◆ WHAT IS REQUIRED
Omit the images, then print each record below exactly as it reads.

◆ MATERIAL FOR THIS TASK
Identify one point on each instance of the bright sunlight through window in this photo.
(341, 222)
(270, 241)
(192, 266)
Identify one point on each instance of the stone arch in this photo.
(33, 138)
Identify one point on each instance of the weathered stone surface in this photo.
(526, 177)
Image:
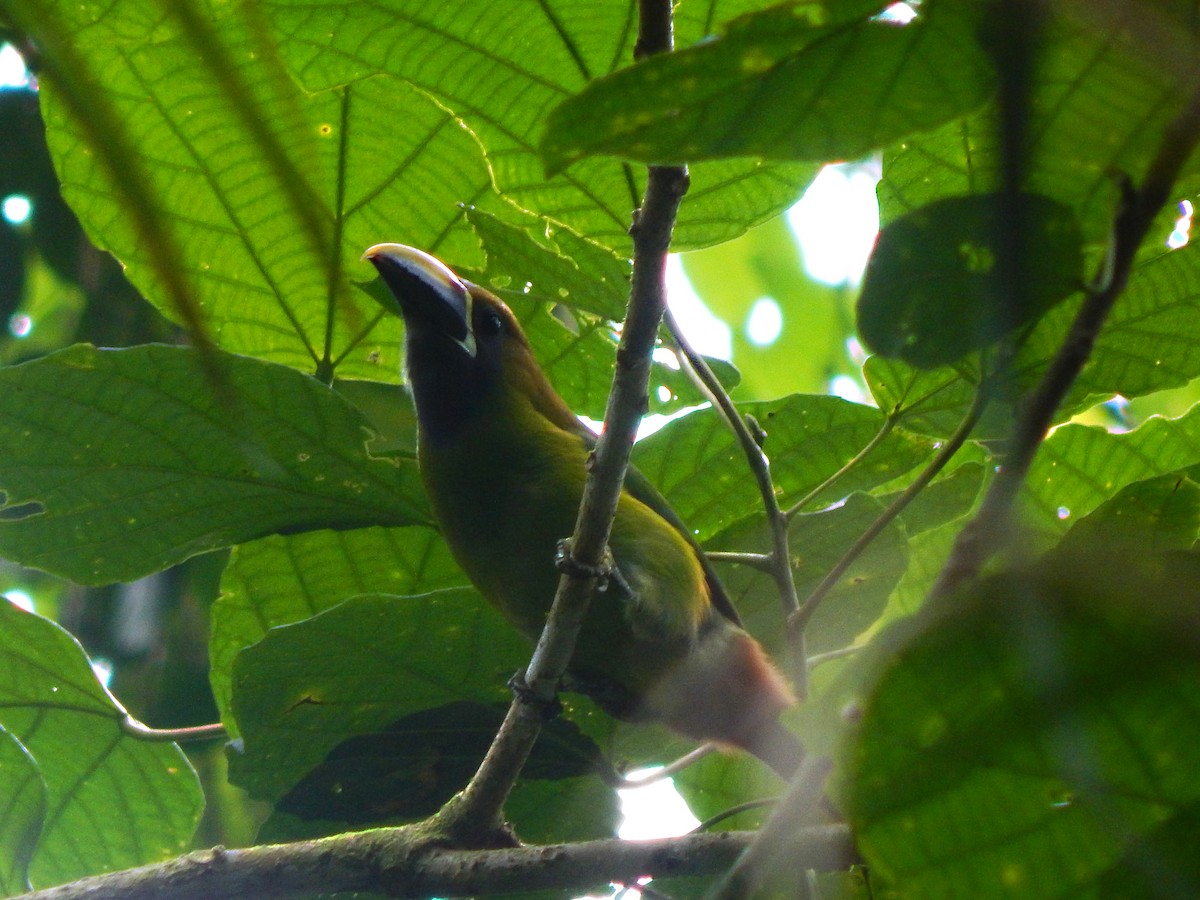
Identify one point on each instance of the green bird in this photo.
(503, 460)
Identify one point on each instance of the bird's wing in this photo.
(641, 489)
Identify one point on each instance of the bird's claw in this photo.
(550, 708)
(605, 573)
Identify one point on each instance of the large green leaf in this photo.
(697, 465)
(1039, 738)
(23, 798)
(270, 195)
(1080, 467)
(280, 580)
(1080, 138)
(939, 283)
(501, 67)
(357, 669)
(118, 463)
(1149, 340)
(780, 84)
(817, 541)
(112, 802)
(564, 269)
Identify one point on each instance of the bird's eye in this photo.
(490, 324)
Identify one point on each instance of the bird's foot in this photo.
(550, 708)
(605, 574)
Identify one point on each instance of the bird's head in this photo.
(465, 351)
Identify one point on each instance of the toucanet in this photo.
(503, 460)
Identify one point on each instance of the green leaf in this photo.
(1147, 342)
(935, 287)
(501, 67)
(565, 269)
(1039, 737)
(280, 580)
(355, 669)
(23, 798)
(1079, 139)
(817, 541)
(70, 726)
(1080, 467)
(943, 499)
(408, 769)
(268, 226)
(766, 262)
(930, 401)
(695, 462)
(117, 465)
(779, 85)
(1159, 513)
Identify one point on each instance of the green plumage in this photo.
(503, 460)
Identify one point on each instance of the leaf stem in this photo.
(889, 423)
(756, 459)
(141, 731)
(801, 619)
(990, 531)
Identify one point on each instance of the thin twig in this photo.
(142, 731)
(990, 529)
(795, 811)
(732, 811)
(816, 659)
(952, 445)
(479, 805)
(762, 562)
(889, 423)
(665, 772)
(780, 552)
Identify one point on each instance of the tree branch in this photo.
(401, 862)
(804, 615)
(780, 558)
(990, 529)
(587, 556)
(775, 839)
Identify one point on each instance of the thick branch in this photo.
(989, 531)
(399, 862)
(480, 803)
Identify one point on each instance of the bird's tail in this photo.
(777, 747)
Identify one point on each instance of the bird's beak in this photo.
(426, 291)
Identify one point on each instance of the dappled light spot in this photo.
(13, 73)
(1182, 231)
(655, 810)
(19, 599)
(16, 209)
(765, 322)
(835, 223)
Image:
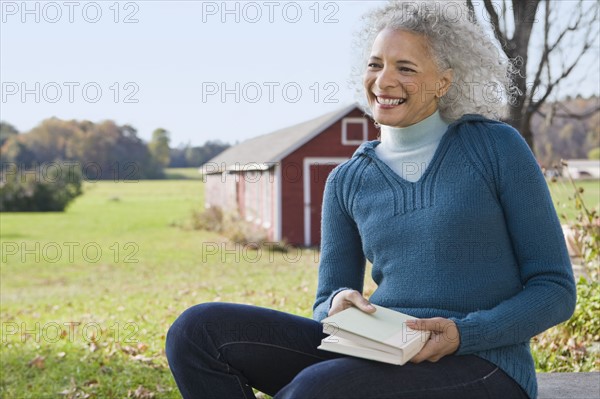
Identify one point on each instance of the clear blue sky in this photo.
(285, 61)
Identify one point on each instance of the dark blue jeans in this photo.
(222, 350)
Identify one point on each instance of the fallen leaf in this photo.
(140, 393)
(37, 362)
(142, 347)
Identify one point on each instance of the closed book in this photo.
(382, 336)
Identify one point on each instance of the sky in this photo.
(203, 70)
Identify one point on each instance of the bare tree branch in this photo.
(471, 8)
(569, 114)
(489, 7)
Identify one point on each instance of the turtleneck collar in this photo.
(422, 133)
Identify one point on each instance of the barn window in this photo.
(354, 131)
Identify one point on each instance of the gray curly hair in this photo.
(482, 81)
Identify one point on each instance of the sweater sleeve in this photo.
(548, 292)
(342, 261)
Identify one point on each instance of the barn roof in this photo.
(262, 152)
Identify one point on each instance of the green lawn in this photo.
(563, 193)
(87, 296)
(100, 324)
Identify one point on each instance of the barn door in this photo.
(315, 173)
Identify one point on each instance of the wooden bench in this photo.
(569, 385)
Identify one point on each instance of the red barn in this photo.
(276, 180)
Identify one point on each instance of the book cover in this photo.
(381, 336)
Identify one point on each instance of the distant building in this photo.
(583, 168)
(276, 180)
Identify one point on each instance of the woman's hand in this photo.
(347, 298)
(444, 339)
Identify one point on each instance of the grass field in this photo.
(87, 296)
(74, 324)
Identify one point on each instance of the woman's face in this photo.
(402, 81)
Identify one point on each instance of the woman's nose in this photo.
(385, 78)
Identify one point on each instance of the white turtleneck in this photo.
(408, 150)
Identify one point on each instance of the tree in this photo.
(6, 131)
(566, 40)
(159, 146)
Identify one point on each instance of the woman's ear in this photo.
(445, 82)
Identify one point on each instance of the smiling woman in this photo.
(453, 212)
(403, 83)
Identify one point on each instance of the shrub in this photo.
(231, 225)
(575, 344)
(21, 192)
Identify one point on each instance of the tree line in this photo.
(101, 149)
(43, 169)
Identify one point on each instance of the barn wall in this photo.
(256, 199)
(326, 144)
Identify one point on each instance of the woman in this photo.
(453, 213)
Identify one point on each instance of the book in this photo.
(382, 336)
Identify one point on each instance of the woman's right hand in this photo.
(347, 298)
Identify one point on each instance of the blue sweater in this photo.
(476, 239)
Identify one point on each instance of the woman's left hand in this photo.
(444, 339)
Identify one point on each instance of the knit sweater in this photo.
(476, 239)
(408, 150)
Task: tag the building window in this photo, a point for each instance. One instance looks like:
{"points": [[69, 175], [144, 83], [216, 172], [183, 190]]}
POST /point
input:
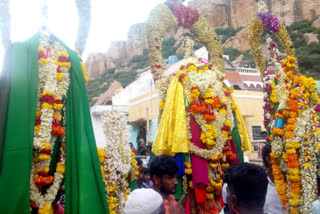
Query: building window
{"points": [[256, 133]]}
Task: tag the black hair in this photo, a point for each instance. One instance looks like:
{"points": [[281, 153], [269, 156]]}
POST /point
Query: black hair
{"points": [[145, 170], [139, 161], [266, 150], [149, 147], [249, 183], [163, 165]]}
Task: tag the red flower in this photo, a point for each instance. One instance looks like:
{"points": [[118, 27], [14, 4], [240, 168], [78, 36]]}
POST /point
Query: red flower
{"points": [[41, 55], [57, 101], [33, 204], [63, 59], [50, 100], [43, 173], [224, 106], [226, 128], [46, 151], [38, 122]]}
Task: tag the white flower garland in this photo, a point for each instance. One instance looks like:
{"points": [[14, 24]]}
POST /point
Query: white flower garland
{"points": [[46, 199], [117, 163], [210, 78], [48, 82]]}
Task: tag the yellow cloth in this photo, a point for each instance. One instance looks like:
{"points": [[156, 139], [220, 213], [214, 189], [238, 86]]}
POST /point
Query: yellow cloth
{"points": [[172, 134], [243, 132]]}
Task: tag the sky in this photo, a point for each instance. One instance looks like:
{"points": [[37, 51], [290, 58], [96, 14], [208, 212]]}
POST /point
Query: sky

◆ ANSWER AREA
Identify one point on each instance of the bright sunlight through window in this photo.
(341, 222)
(270, 241)
(192, 266)
Identify one point on each instance of the stone arch in this photo.
(33, 138)
Identify one point on each instance of the weathered stone surface in this photo.
(526, 177)
Image:
Identify one point on each instance of the green bird in this photo.
(503, 460)
Identify one point on each instance of the bird's wing in this photo.
(641, 489)
Identify one point on each instance of the bird's claw in this photo.
(550, 708)
(605, 573)
Identify one point on each instance of the large green leaf in this photo.
(697, 465)
(1039, 738)
(23, 798)
(270, 195)
(1080, 467)
(280, 580)
(1080, 138)
(939, 283)
(501, 67)
(357, 669)
(118, 463)
(1149, 340)
(780, 84)
(817, 541)
(112, 802)
(564, 269)
Identify one point on each instance of the bird's eye in this photo.
(490, 324)
Identify one point on each instance of the bird's foot in this photo.
(550, 708)
(605, 574)
Identify one point on each instance of the bird's head in this photo.
(465, 351)
Identify one point on each instance of the toucanet in this photo.
(503, 460)
Identify one point on each instance of the green leaf in this photo.
(1147, 342)
(935, 287)
(501, 67)
(565, 269)
(1039, 737)
(280, 580)
(355, 669)
(23, 798)
(1079, 139)
(817, 541)
(70, 726)
(1080, 467)
(943, 499)
(408, 769)
(268, 226)
(766, 262)
(930, 401)
(695, 462)
(117, 465)
(779, 85)
(1159, 513)
Identify one point on each instance of the green plumage in this photo.
(503, 460)
Identify one point on each instance of the leaf stem in this photo.
(889, 423)
(756, 459)
(141, 731)
(801, 619)
(990, 531)
Identify one point on each instance of the thin twig in this photo.
(142, 731)
(990, 529)
(795, 811)
(732, 811)
(816, 659)
(952, 445)
(479, 805)
(762, 562)
(889, 423)
(665, 772)
(780, 552)
Identify one point on each instance of the tree branch in this photo.
(401, 862)
(804, 615)
(780, 558)
(990, 529)
(587, 556)
(775, 839)
Identify one point on each instance of the thick branch in this photo.
(989, 531)
(399, 862)
(480, 803)
Identify one point on each instance of the bird's tail in this photo.
(777, 747)
Identify one point on each instance of the bird's beak in this photo.
(426, 291)
Identify one point on each instance of the dappled light spot in this photo.
(13, 73)
(1182, 231)
(655, 810)
(19, 599)
(16, 209)
(765, 322)
(835, 223)
Image:
Identify one point on each instance of the clear blue sky in this photo.
(285, 61)
Identify one point on each instance of the dark blue jeans in this photo.
(222, 350)
Identify one point on each instance of the fallen leaf in this photo.
(140, 393)
(37, 362)
(142, 347)
Identify one point on each instance of the closed book in this photo.
(382, 336)
Identify one point on each instance of the sky in this photo.
(203, 70)
Identify one point on each instance of the bare tree branch in this photo.
(471, 8)
(569, 114)
(489, 7)
Identify one point on each instance of the turtleneck collar in this photo.
(422, 133)
Identify one point on each instance of the barn window in this photo.
(354, 131)
Identify one point on each instance of the gray curly hair in this photo.
(482, 81)
Identify one point on each instance of the sweater sleeve in this photo.
(548, 292)
(342, 261)
Identify one point on each instance of the barn roof in this photo.
(262, 152)
Identify one point on each instance of the green lawn in this photo.
(563, 193)
(87, 296)
(100, 324)
Identify one point on each instance of the barn door in this photo.
(315, 173)
Identify one point on each instance of the wooden bench in this photo.
(569, 385)
Identify one point on each instance of the red barn in this photo.
(276, 180)
Identify one point on each instance of the book cover in this photo.
(381, 336)
Identify one point on each instance of the distant building in this photo.
(583, 168)
(276, 180)
Identify one point on each instance of the woman's hand in this photo.
(347, 298)
(444, 339)
Identify one point on each instance of the grass field in this photo.
(87, 296)
(74, 324)
Identify one point on each instance of the woman's face in this photo.
(402, 81)
Identify one point on each instance of the woman's nose in this photo.
(385, 78)
Identify one point on each instance of the white turtleneck in this photo.
(408, 150)
Identify one point on each instance of the tree in this photo.
(6, 131)
(566, 40)
(159, 146)
Identify one point on each instance of the woman's ear in this photo.
(445, 82)
Identify one point on each instance of the smiling woman in this photo.
(453, 212)
(403, 83)
Identify one point on each instance of the shrub in this photo.
(231, 225)
(575, 344)
(21, 192)
Identify one point on each instance of the tree line in this photo.
(101, 149)
(43, 169)
Identify one point on each instance of the barn wall in this photo.
(256, 199)
(326, 144)
Identify one point on each instance of the woman in this photo.
(453, 213)
Identify one point on each instance of the book in this photo.
(382, 336)
Identify one point on each instance of the woman's right hand in this photo.
(347, 298)
Identify one point on each instance of the blue sweater in this photo.
(476, 239)
Identify one point on each instance of the woman's left hand in this photo.
(444, 339)
Identify one point on each instance of the knit sweater in this photo.
(476, 239)
(408, 150)
Task: tag the building window in this photo, a point for each instance. One instance looks like:
{"points": [[69, 175], [144, 83], [216, 172], [183, 190]]}
POST /point
input:
Query: building window
{"points": [[256, 133]]}
Task: tag the black hair in this photo, a point for each instance. One instance looks like:
{"points": [[281, 153], [269, 156]]}
POST /point
Query: black hair
{"points": [[145, 170], [139, 161], [266, 150], [149, 147], [249, 183], [163, 165]]}
Task: tag the red flower in this photo, a point for each instance. One instance looks like:
{"points": [[118, 27], [14, 4], [240, 168], [78, 36]]}
POST /point
Query: red flower
{"points": [[41, 55], [57, 101], [33, 204], [63, 59], [50, 100], [43, 173], [224, 106], [226, 128], [46, 151], [38, 122]]}
Task: tag the white flower garland in this photo, a point for each instance. One instance looks like:
{"points": [[14, 24]]}
POST /point
Query: white flower garland
{"points": [[46, 199], [117, 163], [210, 78], [48, 82]]}
Task: tag the yellow cloth in this photo, a point for each instance. One instance looks like:
{"points": [[156, 139], [220, 213], [214, 189], [238, 86]]}
POST /point
Query: yellow cloth
{"points": [[172, 134], [243, 132]]}
Task: tag the sky in this photo, a point for each instance. One instance looks like:
{"points": [[37, 51], [290, 58], [96, 14], [208, 212]]}
POST /point
Query: sky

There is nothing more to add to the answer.